Entries from a dataset:

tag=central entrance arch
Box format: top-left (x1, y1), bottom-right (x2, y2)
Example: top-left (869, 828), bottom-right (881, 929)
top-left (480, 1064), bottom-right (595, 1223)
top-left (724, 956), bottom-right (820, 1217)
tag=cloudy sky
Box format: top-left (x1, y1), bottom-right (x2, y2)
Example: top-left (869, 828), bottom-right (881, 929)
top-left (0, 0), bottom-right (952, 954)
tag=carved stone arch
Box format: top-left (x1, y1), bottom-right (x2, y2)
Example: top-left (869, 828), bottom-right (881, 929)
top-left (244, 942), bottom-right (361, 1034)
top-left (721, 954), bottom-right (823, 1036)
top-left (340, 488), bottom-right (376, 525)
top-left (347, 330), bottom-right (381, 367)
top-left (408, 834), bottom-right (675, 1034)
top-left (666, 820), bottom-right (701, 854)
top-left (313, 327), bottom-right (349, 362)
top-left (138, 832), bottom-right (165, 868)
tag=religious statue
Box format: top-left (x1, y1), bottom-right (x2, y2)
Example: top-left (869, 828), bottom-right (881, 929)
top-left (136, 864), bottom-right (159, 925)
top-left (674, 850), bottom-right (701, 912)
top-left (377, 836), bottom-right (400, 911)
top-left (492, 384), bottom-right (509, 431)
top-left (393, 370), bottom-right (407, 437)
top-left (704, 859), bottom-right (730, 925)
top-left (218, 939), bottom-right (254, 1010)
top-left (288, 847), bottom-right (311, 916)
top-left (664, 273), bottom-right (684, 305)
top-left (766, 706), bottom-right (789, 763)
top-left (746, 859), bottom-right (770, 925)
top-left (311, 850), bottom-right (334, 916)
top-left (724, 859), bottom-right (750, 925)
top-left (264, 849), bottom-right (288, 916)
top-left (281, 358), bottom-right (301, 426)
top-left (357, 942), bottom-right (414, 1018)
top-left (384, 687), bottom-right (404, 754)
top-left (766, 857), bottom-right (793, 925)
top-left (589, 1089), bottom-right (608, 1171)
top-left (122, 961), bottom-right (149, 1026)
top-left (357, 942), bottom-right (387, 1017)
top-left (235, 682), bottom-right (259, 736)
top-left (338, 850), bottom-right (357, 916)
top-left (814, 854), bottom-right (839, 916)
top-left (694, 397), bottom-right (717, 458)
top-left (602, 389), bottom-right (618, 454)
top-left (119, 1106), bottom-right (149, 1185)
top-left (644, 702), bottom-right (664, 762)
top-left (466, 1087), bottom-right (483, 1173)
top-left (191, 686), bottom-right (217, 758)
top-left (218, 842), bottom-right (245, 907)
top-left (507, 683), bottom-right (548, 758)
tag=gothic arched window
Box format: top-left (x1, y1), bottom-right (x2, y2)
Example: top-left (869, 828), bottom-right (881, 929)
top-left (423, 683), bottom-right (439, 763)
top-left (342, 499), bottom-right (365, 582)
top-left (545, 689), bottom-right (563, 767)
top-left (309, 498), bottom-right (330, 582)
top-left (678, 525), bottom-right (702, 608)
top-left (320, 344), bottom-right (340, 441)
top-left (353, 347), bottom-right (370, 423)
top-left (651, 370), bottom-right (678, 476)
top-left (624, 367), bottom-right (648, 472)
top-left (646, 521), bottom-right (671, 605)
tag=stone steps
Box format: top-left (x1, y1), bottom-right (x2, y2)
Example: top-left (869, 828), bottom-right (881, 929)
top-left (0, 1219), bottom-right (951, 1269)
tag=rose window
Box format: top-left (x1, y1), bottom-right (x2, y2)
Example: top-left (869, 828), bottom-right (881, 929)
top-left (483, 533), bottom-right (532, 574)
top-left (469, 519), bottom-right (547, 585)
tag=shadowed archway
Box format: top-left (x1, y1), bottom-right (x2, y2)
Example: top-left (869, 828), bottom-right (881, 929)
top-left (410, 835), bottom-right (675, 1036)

→ **REQUEST**
Please copy the whole listing above line for line, without changing anything.

→ **RESPONSE TO THIS TASK**
tag=central entrance arch
Box format: top-left (x1, y1), bottom-right (x2, y2)
Example: top-left (869, 828), bottom-right (881, 929)
top-left (480, 1064), bottom-right (595, 1223)
top-left (724, 956), bottom-right (820, 1217)
tag=cloudy sky
Box format: top-left (x1, y1), bottom-right (x2, y2)
Example: top-left (869, 828), bottom-right (881, 929)
top-left (0, 0), bottom-right (952, 954)
tag=carved stone arch
Box format: top-left (x1, y1), bottom-right (x2, y2)
Example: top-left (869, 828), bottom-right (881, 929)
top-left (244, 942), bottom-right (361, 1034)
top-left (721, 954), bottom-right (823, 1036)
top-left (340, 488), bottom-right (376, 525)
top-left (347, 330), bottom-right (381, 367)
top-left (408, 834), bottom-right (675, 1034)
top-left (666, 820), bottom-right (701, 854)
top-left (313, 327), bottom-right (349, 362)
top-left (138, 832), bottom-right (165, 868)
tag=religious statue
Box format: top-left (x1, y1), bottom-right (x2, y2)
Example: top-left (869, 828), bottom-right (881, 929)
top-left (136, 864), bottom-right (159, 925)
top-left (674, 850), bottom-right (701, 912)
top-left (377, 836), bottom-right (400, 911)
top-left (492, 384), bottom-right (509, 431)
top-left (393, 370), bottom-right (407, 437)
top-left (704, 859), bottom-right (730, 925)
top-left (218, 939), bottom-right (254, 1010)
top-left (288, 847), bottom-right (311, 916)
top-left (664, 273), bottom-right (684, 305)
top-left (766, 706), bottom-right (789, 763)
top-left (746, 859), bottom-right (770, 925)
top-left (311, 850), bottom-right (334, 916)
top-left (724, 859), bottom-right (750, 925)
top-left (264, 849), bottom-right (288, 916)
top-left (281, 358), bottom-right (301, 426)
top-left (357, 942), bottom-right (414, 1018)
top-left (384, 687), bottom-right (404, 754)
top-left (766, 857), bottom-right (793, 925)
top-left (589, 1089), bottom-right (608, 1171)
top-left (122, 961), bottom-right (149, 1026)
top-left (357, 942), bottom-right (387, 1017)
top-left (235, 682), bottom-right (259, 736)
top-left (338, 850), bottom-right (357, 916)
top-left (814, 854), bottom-right (839, 916)
top-left (694, 397), bottom-right (717, 458)
top-left (602, 389), bottom-right (618, 454)
top-left (119, 1106), bottom-right (149, 1185)
top-left (644, 702), bottom-right (664, 762)
top-left (466, 1087), bottom-right (483, 1173)
top-left (191, 686), bottom-right (217, 758)
top-left (218, 842), bottom-right (245, 907)
top-left (507, 683), bottom-right (548, 758)
tag=gothic arched window
Box format: top-left (x1, y1), bottom-right (x2, y2)
Example: top-left (869, 828), bottom-right (881, 929)
top-left (423, 683), bottom-right (439, 763)
top-left (342, 499), bottom-right (365, 582)
top-left (545, 689), bottom-right (563, 767)
top-left (309, 498), bottom-right (330, 582)
top-left (678, 525), bottom-right (702, 608)
top-left (320, 344), bottom-right (340, 441)
top-left (353, 347), bottom-right (370, 423)
top-left (651, 370), bottom-right (678, 476)
top-left (624, 367), bottom-right (648, 472)
top-left (646, 521), bottom-right (671, 605)
tag=stone steps
Box format: top-left (x1, y1), bottom-right (x2, y2)
Example: top-left (869, 828), bottom-right (881, 929)
top-left (0, 1219), bottom-right (951, 1269)
tag=rose window
Box format: top-left (x1, y1), bottom-right (x2, y2)
Example: top-left (869, 828), bottom-right (881, 929)
top-left (483, 533), bottom-right (532, 574)
top-left (469, 519), bottom-right (547, 585)
tag=shadowed archway
Box format: top-left (x1, y1), bottom-right (x2, y2)
Example: top-left (869, 828), bottom-right (881, 929)
top-left (410, 835), bottom-right (675, 1036)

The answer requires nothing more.